### YOUR INSTRUCTIONS
Gather every line from the items below that contains the string "door" and copy each one in full. Only matches with the same uppercase and lowercase letters count.

### RECORDED DATA
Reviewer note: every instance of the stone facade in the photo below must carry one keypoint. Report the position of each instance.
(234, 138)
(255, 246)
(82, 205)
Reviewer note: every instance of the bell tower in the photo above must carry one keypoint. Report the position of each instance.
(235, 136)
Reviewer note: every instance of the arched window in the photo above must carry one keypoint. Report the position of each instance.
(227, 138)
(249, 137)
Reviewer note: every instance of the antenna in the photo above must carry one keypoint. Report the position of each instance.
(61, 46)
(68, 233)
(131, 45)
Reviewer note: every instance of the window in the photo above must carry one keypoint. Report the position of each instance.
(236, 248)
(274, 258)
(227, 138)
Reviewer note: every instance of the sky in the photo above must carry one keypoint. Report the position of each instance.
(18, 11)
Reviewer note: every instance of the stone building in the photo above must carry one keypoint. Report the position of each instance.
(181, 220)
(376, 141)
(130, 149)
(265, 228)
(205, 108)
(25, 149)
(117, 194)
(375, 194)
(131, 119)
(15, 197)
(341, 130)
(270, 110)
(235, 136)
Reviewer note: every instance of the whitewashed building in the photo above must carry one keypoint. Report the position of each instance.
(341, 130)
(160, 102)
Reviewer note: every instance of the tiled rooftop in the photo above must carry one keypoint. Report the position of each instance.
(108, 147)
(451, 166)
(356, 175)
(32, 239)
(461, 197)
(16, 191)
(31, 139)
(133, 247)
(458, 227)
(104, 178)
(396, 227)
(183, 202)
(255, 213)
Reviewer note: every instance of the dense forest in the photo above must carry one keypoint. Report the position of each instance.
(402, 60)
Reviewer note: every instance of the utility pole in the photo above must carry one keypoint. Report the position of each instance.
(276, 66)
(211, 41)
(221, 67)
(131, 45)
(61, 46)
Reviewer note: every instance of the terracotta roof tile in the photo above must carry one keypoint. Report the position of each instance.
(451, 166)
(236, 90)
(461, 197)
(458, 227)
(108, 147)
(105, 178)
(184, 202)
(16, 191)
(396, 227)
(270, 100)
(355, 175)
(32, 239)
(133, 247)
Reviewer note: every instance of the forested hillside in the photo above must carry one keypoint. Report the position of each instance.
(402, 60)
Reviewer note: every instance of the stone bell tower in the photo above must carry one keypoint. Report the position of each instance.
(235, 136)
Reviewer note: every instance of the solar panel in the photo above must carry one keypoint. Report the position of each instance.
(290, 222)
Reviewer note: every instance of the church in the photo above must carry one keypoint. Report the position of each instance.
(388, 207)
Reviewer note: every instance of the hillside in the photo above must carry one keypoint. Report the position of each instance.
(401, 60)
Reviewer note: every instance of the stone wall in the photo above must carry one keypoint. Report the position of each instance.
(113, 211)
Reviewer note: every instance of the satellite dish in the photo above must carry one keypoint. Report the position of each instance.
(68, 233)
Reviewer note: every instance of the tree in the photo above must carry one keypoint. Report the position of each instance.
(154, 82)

--

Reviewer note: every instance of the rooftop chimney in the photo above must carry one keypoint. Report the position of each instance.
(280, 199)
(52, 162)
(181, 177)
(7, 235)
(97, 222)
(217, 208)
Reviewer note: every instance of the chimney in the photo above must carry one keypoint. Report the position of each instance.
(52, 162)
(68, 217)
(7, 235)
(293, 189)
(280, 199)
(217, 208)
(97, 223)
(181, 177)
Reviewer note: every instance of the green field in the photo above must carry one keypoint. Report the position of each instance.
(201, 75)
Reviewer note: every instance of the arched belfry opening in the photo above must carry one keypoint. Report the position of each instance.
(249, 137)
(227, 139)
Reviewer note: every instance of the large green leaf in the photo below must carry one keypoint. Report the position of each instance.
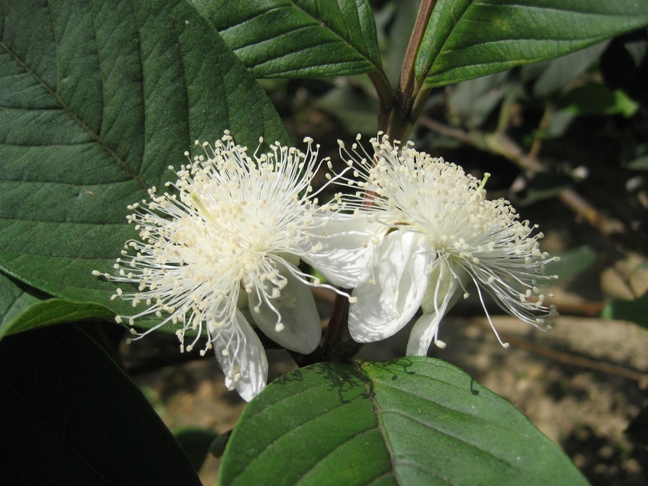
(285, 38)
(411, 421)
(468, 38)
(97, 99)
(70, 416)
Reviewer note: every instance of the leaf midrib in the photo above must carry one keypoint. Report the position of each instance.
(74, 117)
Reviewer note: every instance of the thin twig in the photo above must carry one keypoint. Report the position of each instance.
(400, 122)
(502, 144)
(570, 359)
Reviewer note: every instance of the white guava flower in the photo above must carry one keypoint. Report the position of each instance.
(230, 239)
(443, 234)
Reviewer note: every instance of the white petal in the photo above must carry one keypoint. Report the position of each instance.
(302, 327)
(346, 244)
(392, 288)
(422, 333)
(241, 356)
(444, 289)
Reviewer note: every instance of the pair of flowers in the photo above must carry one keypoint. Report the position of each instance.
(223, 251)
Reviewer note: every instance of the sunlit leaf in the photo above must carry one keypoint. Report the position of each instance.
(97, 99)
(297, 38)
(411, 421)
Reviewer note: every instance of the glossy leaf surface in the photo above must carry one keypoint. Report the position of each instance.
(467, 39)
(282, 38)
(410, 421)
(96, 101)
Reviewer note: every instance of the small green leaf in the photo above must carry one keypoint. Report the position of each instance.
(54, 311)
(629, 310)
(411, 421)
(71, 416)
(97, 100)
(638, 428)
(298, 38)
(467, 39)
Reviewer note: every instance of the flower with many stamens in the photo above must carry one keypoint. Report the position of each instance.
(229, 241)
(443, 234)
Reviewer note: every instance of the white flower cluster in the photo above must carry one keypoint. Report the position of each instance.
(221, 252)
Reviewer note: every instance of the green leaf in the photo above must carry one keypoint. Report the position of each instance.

--

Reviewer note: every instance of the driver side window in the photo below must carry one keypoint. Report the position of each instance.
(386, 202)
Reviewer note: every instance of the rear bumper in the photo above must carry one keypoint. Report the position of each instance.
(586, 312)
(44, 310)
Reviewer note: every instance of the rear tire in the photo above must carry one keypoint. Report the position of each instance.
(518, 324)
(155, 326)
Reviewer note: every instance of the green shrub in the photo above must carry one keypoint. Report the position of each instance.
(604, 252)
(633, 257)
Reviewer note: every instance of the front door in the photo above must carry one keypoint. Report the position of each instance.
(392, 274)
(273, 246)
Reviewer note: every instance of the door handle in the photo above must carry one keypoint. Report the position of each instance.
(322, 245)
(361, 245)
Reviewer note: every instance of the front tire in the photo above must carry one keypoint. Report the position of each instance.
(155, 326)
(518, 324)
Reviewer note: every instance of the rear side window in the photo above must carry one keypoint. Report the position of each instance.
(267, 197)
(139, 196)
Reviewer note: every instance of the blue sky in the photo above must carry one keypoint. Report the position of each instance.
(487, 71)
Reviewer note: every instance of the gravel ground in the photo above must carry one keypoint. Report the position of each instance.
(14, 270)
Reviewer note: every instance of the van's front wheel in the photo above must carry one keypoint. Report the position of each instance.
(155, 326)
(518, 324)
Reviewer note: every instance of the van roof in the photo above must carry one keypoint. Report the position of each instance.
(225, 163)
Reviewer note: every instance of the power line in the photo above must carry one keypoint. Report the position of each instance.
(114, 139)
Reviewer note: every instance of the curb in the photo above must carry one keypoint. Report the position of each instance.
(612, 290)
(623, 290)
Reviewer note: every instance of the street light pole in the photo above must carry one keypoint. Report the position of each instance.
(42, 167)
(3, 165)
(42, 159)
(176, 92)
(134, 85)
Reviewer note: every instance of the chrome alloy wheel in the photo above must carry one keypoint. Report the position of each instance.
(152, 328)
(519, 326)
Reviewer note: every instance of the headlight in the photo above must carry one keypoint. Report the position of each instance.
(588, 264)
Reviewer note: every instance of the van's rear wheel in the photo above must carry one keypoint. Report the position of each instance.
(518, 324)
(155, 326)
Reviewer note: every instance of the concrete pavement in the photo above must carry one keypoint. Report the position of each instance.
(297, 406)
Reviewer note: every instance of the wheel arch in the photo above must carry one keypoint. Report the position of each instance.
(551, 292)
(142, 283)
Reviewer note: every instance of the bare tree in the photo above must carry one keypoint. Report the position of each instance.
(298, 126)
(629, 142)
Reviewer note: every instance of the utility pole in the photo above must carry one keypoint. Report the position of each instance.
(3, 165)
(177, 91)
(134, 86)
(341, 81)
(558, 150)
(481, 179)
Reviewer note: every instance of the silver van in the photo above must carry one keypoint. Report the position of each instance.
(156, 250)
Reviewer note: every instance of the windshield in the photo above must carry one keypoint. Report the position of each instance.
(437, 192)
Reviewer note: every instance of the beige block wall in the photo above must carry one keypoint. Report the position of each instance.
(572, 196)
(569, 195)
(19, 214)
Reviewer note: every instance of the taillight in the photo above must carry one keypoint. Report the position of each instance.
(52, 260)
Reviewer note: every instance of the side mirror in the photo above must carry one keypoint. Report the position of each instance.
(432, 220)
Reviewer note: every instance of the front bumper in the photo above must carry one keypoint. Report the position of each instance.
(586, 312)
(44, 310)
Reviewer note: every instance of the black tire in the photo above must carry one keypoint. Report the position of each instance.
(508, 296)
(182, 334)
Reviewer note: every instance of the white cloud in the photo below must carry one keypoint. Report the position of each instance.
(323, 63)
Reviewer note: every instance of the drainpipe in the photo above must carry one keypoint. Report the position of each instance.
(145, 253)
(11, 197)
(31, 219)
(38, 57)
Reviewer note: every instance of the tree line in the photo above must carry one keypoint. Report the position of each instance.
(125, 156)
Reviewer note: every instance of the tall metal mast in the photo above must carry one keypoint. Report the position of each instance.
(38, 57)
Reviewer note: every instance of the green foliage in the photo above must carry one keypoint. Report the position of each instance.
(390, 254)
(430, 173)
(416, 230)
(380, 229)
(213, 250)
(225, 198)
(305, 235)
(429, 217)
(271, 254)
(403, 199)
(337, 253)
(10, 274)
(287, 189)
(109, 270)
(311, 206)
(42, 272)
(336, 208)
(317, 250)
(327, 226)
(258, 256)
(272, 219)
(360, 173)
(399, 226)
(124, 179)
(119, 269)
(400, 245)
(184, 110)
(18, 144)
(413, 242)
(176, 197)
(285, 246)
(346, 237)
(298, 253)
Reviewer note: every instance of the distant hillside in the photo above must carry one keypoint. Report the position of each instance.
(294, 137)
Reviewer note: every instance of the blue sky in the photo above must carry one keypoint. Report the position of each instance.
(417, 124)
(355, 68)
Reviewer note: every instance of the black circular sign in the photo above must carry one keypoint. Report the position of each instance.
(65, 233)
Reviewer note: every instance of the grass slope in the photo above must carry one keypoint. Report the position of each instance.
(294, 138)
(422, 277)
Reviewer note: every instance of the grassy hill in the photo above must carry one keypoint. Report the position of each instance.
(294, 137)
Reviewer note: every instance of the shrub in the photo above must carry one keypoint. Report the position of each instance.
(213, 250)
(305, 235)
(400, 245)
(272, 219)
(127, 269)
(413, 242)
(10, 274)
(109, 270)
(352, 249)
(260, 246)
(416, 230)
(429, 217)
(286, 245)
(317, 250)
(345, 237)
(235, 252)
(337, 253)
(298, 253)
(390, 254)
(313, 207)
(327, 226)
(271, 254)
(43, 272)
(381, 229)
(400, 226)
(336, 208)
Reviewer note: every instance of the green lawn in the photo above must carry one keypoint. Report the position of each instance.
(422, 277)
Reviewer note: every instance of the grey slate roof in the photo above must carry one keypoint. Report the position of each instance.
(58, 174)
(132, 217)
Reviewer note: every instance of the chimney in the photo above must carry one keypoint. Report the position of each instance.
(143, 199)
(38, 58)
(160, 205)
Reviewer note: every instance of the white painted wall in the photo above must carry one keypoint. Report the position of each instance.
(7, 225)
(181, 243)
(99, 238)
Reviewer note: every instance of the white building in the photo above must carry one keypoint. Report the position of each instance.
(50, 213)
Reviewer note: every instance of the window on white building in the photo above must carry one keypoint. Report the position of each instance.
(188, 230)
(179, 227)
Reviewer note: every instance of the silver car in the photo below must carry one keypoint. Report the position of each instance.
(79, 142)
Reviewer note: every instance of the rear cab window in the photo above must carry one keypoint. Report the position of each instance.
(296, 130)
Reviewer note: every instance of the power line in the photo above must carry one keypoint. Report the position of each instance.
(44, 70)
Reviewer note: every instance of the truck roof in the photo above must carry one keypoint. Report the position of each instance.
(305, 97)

### THE OUTPUT
Reviewer note: every instance of the front door in the photo above must carry one keypoint. Report the position of each instance.
Reviewer note: every instance of the door handle in the photo above must carry one keypoint. Report the position of each instance.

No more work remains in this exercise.